Task brief » Please format the rows below as a JSON list of strings, one string for each line, leaving out blank lines.

[Dataset excerpt]
•••

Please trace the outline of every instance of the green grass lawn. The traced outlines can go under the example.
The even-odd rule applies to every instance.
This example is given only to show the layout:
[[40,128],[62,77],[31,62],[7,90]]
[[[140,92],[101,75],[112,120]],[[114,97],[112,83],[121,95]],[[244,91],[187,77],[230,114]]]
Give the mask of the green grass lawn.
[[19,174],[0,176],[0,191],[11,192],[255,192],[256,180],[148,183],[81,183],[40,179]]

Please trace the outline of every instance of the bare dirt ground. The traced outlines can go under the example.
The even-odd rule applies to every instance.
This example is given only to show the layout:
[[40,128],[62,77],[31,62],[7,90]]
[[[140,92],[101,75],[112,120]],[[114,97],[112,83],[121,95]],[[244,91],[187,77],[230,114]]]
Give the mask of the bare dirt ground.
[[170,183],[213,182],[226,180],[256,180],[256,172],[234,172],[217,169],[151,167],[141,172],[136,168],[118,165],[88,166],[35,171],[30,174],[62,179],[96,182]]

•••

Solution to this task »
[
  "Please trace the outline of every instance of the green grass lawn. The traced outlines can go under the example.",
  "The even-odd rule applies to every instance.",
  "This example is given only to show the layout:",
  "[[40,128],[62,77],[31,62],[7,90]]",
  "[[[140,92],[101,75],[112,120]],[[114,97],[112,83],[121,95]],[[244,91],[187,77],[230,114]]]",
  "Give the mask of the green grass lawn.",
  "[[19,174],[0,176],[0,191],[11,192],[255,192],[256,180],[148,183],[81,183],[40,179]]",
  "Please trace the outline of every instance of the bare dirt ground. The traced outlines can go under the example.",
  "The even-odd rule applies to every instance.",
  "This example is given only to show the layout:",
  "[[40,128],[62,77],[31,62],[7,90]]",
  "[[[140,92],[101,75],[112,120]],[[114,97],[112,83],[121,95]],[[244,91],[187,77],[230,114]]]",
  "Give the mask of the bare dirt ground.",
  "[[170,183],[213,182],[226,180],[256,180],[256,172],[234,172],[217,169],[151,167],[141,172],[136,168],[118,165],[88,166],[35,171],[30,174],[62,179],[96,182]]"
]